*Short task*.
Print the records word for word, starting at their first line and stopping after the line that contains "POLYGON ((85 44, 77". Leave the pictures out.

*Material for this exercise*.
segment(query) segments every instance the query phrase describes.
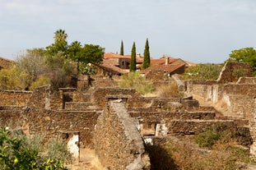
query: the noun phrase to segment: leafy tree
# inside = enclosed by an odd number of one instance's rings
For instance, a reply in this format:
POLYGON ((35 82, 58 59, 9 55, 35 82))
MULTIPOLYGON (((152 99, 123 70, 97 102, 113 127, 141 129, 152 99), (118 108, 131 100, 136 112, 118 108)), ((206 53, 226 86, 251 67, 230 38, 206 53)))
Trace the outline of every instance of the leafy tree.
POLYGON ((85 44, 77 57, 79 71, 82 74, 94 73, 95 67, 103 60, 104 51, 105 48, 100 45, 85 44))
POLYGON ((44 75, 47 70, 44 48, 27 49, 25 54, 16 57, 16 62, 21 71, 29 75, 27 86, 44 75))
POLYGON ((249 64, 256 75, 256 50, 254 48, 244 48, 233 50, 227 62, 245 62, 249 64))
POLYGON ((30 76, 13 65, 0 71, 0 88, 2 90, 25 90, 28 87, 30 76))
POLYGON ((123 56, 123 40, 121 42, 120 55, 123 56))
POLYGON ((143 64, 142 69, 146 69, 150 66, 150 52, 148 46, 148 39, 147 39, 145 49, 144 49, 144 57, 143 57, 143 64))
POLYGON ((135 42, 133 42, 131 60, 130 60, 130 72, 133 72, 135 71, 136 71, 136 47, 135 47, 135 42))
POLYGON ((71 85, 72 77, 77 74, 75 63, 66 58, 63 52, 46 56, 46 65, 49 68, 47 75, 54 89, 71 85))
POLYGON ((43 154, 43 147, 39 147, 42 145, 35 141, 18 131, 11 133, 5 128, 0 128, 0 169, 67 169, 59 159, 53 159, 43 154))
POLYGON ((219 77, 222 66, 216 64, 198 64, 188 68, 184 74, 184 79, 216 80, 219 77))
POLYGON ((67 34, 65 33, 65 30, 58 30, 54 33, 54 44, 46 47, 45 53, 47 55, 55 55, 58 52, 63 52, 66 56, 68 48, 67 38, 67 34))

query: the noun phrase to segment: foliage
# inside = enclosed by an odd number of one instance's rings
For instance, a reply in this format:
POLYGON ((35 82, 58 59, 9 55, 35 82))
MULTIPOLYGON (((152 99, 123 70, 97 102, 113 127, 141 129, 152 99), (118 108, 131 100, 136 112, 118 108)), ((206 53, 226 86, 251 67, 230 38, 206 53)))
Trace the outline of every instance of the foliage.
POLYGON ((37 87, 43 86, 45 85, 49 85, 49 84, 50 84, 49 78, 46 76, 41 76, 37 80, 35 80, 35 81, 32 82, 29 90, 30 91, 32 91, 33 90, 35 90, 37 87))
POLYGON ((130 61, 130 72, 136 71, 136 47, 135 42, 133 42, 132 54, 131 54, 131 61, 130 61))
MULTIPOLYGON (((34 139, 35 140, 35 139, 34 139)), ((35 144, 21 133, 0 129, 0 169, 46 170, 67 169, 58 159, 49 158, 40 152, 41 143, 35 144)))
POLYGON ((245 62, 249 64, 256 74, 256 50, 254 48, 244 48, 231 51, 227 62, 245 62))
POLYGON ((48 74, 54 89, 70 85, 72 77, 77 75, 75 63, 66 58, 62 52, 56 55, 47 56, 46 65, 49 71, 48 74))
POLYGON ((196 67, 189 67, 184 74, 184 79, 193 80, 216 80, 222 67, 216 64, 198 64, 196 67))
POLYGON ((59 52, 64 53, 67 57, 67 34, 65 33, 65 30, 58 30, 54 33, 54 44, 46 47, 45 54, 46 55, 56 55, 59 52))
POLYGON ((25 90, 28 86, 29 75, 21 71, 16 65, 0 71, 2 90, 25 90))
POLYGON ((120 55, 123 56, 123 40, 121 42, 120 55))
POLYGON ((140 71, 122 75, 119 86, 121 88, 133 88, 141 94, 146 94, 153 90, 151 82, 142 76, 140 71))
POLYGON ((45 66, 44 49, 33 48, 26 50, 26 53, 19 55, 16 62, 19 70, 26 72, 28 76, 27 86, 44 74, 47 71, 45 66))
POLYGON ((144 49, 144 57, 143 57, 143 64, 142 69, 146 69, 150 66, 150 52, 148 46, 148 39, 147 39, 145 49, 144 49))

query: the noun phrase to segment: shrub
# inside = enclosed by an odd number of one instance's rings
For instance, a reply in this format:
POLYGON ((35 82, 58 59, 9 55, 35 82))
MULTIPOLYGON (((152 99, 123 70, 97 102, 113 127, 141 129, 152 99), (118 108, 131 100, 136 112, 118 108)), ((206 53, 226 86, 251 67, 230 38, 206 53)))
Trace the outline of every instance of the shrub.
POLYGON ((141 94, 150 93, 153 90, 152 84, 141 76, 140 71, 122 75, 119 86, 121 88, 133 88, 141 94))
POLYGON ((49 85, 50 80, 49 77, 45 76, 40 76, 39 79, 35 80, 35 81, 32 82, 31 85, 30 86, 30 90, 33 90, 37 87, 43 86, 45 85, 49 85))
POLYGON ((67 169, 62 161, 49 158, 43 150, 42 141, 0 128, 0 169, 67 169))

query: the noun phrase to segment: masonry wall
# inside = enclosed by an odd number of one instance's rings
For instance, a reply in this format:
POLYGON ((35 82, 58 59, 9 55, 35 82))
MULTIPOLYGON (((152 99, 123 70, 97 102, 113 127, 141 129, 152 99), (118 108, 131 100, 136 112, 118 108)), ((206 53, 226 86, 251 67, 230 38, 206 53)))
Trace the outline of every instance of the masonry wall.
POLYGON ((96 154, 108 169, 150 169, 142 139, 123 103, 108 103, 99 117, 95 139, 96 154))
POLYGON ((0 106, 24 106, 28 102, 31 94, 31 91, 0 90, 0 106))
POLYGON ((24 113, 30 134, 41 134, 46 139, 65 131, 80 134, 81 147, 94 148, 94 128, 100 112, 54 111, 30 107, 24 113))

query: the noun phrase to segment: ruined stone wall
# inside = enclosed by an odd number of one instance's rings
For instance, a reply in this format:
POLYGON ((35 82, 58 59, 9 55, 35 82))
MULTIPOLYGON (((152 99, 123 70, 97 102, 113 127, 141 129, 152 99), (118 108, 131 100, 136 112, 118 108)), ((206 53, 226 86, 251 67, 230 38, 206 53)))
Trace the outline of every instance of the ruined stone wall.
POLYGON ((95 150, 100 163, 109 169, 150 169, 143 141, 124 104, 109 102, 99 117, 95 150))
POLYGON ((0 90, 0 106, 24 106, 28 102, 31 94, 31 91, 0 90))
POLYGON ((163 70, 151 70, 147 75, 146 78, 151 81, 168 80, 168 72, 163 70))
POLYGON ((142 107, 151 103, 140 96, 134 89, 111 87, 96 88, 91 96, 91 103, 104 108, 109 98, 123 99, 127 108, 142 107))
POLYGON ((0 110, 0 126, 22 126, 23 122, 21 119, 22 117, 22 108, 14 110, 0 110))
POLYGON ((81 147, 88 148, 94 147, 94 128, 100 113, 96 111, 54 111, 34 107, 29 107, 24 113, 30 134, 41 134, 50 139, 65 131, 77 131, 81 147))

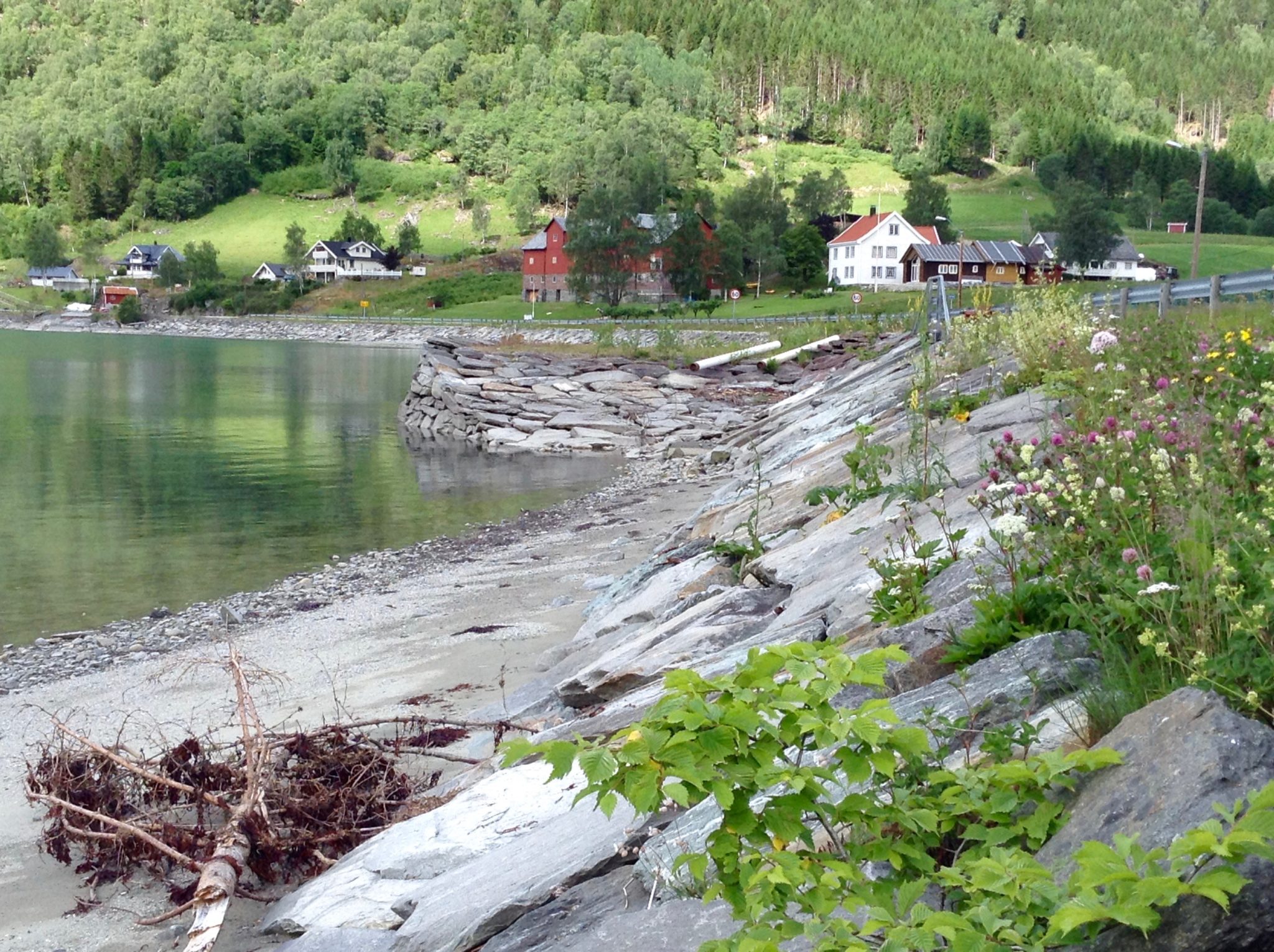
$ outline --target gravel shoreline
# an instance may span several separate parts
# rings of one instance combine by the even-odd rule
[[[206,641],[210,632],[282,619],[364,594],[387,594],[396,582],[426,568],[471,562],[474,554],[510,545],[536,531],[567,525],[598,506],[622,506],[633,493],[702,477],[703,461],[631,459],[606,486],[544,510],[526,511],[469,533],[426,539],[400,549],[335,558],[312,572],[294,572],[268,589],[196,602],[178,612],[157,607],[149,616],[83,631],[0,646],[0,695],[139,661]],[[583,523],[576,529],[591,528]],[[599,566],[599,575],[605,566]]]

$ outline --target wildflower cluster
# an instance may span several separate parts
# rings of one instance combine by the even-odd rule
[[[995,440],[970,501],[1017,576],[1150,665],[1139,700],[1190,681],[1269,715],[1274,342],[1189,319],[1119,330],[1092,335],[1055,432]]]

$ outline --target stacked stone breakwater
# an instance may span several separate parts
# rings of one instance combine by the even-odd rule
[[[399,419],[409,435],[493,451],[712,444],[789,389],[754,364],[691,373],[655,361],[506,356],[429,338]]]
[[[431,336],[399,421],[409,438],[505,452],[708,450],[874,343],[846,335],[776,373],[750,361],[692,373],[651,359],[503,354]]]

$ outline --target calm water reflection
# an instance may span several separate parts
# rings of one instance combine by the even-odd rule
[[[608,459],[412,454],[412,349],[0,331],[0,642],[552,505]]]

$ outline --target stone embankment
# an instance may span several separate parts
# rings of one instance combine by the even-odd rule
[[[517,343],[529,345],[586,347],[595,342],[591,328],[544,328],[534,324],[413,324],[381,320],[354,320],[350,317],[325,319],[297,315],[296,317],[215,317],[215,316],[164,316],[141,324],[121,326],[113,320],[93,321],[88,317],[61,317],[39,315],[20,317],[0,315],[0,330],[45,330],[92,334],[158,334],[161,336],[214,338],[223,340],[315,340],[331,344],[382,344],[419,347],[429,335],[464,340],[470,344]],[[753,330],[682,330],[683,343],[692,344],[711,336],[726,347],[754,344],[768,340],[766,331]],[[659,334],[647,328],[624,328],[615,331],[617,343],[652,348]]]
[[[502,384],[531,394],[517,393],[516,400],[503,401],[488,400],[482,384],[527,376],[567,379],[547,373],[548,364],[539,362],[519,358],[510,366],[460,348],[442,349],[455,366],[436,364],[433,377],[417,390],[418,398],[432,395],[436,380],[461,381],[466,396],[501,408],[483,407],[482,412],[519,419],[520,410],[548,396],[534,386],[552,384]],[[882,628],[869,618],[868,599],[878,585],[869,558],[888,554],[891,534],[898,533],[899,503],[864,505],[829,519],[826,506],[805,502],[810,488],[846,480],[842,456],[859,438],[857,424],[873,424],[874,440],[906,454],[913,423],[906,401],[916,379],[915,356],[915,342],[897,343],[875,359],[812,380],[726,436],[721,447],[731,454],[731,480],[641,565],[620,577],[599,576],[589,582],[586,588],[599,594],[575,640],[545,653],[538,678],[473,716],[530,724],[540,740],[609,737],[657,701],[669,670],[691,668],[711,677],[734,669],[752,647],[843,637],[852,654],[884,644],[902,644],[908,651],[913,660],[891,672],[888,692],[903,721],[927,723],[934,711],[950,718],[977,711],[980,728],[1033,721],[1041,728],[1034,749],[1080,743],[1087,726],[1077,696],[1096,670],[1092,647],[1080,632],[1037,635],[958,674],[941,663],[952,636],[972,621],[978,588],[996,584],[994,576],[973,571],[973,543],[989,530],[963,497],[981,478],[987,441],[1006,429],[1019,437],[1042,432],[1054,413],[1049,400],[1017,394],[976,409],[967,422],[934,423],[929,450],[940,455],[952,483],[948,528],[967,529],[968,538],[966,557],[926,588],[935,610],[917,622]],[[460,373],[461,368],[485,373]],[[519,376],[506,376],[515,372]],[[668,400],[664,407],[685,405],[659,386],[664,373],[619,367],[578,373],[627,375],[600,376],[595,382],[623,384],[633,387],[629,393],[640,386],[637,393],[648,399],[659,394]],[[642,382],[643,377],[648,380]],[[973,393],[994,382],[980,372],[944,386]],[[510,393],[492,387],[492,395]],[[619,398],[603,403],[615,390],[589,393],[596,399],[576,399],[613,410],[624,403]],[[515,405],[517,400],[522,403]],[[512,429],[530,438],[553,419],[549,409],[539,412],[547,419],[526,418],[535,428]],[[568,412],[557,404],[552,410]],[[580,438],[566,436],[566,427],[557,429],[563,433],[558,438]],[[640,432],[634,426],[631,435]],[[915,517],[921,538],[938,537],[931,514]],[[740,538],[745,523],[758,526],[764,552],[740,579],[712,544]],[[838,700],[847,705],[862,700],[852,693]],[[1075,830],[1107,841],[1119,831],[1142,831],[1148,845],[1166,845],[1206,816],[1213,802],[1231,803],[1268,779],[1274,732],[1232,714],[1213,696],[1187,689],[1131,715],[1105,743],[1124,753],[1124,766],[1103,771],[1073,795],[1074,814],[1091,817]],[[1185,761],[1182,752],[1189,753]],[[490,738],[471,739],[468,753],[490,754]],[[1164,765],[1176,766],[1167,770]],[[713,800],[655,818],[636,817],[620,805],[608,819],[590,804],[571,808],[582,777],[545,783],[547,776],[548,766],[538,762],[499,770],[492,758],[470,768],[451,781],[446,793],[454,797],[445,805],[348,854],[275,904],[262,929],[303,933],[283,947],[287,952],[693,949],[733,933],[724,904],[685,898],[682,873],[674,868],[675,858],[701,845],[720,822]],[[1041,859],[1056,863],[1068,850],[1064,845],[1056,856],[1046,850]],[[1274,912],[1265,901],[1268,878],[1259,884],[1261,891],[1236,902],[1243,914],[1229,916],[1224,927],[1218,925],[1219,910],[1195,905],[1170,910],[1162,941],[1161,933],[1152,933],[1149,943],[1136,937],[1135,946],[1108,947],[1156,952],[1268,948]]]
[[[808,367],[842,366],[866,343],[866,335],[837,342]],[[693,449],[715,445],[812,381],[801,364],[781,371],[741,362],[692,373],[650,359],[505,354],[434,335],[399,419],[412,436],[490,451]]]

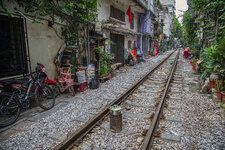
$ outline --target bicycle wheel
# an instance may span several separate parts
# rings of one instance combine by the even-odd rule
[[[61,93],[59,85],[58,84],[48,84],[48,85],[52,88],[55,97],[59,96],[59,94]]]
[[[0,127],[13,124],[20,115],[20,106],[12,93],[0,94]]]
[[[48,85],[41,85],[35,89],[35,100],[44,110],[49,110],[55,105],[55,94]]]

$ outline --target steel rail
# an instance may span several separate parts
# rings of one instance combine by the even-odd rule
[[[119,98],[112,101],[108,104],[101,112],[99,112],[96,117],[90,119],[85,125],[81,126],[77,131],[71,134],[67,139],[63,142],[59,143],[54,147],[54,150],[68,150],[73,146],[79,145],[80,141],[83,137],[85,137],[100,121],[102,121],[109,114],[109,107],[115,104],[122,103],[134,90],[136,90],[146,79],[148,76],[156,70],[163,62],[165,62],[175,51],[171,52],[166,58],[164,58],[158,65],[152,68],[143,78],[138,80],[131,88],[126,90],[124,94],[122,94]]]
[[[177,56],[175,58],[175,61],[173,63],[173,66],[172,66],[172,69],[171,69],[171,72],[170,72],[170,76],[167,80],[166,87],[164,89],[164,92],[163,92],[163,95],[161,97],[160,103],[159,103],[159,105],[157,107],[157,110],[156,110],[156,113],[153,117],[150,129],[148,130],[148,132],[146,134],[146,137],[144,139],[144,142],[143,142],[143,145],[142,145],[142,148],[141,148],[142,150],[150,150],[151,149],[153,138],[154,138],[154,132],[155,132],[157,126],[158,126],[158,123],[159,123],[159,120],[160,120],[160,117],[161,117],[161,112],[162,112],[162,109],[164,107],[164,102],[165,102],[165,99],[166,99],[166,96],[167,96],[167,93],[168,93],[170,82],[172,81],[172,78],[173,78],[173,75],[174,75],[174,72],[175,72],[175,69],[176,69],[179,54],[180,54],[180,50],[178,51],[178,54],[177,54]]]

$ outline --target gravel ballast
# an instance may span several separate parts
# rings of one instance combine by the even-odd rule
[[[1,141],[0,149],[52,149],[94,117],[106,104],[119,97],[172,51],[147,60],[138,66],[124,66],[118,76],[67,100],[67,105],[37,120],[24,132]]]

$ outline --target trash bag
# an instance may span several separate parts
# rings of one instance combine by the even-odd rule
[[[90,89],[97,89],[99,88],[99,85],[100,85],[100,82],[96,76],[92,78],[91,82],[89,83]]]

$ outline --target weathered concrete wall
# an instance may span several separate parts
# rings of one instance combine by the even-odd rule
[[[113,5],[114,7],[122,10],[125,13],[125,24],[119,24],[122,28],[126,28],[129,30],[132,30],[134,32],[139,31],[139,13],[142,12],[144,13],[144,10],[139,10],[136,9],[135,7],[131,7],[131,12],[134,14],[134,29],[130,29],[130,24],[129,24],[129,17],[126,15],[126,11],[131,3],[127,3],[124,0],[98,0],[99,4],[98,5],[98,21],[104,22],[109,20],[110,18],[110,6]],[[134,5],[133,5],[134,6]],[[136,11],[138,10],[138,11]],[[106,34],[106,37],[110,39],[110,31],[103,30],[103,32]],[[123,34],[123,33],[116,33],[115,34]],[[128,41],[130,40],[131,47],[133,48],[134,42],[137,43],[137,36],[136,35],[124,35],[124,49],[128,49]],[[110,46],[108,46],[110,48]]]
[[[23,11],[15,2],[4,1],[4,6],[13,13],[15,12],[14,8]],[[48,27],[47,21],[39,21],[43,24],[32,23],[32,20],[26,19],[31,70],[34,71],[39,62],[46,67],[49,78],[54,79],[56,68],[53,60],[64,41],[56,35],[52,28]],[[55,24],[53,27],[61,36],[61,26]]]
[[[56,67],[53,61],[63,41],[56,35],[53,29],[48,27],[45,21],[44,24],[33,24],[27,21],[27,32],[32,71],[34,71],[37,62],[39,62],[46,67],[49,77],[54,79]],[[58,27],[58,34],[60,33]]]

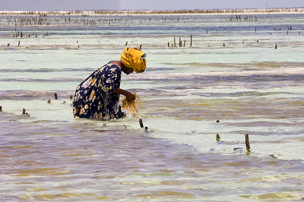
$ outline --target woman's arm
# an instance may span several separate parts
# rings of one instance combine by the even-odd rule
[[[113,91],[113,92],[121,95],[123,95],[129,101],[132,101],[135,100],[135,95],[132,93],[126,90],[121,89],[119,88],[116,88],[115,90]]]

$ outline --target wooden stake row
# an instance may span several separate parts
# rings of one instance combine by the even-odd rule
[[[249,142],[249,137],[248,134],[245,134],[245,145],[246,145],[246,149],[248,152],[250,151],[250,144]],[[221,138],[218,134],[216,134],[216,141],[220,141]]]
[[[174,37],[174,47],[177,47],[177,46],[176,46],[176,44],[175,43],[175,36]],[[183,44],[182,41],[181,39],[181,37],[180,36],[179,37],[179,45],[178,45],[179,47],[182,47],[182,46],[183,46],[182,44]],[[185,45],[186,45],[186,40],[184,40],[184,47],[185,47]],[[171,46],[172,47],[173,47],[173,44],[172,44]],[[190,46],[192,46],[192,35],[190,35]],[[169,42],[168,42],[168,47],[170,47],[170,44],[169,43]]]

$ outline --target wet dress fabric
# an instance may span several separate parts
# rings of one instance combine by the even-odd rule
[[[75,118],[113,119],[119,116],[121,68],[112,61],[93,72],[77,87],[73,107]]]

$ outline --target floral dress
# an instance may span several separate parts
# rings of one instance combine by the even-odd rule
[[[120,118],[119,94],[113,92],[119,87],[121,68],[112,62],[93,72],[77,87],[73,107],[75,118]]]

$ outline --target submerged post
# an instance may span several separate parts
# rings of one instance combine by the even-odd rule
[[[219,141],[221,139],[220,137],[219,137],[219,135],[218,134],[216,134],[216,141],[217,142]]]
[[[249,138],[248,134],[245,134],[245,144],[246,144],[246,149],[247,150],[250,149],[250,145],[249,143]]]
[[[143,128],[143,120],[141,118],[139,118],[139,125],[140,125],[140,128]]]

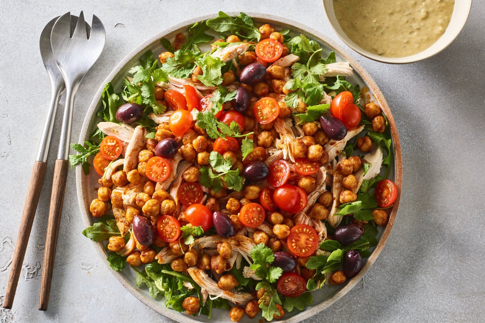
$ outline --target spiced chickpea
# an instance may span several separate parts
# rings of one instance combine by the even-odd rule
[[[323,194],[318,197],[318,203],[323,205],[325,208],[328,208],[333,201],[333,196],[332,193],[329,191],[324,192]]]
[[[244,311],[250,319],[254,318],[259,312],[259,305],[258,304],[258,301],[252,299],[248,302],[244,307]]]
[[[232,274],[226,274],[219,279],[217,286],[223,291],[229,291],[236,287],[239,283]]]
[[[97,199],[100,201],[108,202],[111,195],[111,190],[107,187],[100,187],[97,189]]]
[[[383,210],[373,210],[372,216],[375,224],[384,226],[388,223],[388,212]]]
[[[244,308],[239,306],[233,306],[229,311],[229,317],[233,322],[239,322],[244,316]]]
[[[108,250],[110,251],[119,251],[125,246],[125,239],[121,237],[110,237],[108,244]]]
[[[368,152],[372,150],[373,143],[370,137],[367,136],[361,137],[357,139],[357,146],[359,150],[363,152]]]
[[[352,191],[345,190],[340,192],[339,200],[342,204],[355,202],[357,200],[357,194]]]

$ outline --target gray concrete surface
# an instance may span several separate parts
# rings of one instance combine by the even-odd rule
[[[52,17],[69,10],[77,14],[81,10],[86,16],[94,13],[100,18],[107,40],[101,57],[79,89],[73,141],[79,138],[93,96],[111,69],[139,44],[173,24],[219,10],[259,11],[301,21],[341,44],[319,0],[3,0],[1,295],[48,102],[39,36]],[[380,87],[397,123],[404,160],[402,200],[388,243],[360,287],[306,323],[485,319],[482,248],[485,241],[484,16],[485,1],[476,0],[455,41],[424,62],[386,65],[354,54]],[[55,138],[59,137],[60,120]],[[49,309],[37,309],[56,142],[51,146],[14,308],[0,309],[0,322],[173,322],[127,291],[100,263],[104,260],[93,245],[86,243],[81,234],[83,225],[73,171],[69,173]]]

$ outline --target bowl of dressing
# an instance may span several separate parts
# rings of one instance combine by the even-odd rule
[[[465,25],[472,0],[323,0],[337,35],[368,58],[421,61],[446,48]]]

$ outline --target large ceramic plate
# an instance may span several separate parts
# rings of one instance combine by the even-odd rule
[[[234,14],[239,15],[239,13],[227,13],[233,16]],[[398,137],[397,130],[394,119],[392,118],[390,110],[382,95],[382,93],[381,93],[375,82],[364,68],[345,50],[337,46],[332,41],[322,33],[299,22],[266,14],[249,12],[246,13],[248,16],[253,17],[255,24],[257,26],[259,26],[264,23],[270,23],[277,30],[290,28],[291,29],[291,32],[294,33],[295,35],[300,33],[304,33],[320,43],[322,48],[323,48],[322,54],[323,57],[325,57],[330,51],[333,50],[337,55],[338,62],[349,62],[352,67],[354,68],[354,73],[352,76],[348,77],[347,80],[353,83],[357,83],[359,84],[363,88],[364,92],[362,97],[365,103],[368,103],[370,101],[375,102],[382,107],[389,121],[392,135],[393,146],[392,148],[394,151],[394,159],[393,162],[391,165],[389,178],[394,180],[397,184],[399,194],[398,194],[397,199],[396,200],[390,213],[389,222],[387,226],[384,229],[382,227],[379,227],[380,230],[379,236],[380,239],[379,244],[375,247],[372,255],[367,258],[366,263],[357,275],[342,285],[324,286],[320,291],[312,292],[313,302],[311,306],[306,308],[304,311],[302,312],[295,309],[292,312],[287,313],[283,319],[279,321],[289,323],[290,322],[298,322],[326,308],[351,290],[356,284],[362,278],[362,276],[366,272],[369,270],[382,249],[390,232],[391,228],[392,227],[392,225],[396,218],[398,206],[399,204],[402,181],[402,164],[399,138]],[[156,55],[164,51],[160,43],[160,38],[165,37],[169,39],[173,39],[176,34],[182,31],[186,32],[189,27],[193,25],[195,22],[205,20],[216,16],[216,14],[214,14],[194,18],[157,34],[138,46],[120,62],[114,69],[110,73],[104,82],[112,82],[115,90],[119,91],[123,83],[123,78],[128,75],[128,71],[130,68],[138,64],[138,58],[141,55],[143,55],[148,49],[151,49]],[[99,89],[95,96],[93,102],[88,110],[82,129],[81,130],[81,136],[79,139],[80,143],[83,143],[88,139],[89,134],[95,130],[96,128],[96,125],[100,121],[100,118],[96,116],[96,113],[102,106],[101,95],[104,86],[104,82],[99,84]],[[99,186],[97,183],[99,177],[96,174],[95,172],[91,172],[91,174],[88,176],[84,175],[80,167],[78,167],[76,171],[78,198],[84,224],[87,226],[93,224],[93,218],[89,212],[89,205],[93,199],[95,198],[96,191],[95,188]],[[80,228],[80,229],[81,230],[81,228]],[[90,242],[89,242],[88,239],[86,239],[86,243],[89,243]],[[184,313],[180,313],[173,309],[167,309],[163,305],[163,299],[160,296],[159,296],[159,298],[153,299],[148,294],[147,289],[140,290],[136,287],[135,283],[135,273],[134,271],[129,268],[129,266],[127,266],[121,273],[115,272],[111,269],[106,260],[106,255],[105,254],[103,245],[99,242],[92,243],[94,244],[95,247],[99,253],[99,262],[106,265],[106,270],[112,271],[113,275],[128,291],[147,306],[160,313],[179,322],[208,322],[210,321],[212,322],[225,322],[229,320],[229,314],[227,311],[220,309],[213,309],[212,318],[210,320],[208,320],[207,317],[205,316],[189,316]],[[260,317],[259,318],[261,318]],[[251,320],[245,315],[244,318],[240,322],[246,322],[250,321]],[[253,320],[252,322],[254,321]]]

*Answer below*.
segment(query) segments every instance the query phrase describes.
query: the noun phrase to segment: leafy tree
# inside = enclosed by an odd number of one instance's rings
For instance, a reply in this format:
POLYGON ((35 82, 58 59, 9 55, 35 82))
MULTIPOLYGON (((152 99, 123 70, 97 102, 113 127, 141 129, 152 99), (118 108, 131 100, 136 112, 118 108)), ((206 53, 226 86, 251 67, 230 38, 206 53)))
Trace the outline of every instance of the leafy tree.
POLYGON ((85 44, 77 57, 79 71, 82 74, 94 73, 95 67, 103 60, 104 51, 105 48, 100 45, 85 44))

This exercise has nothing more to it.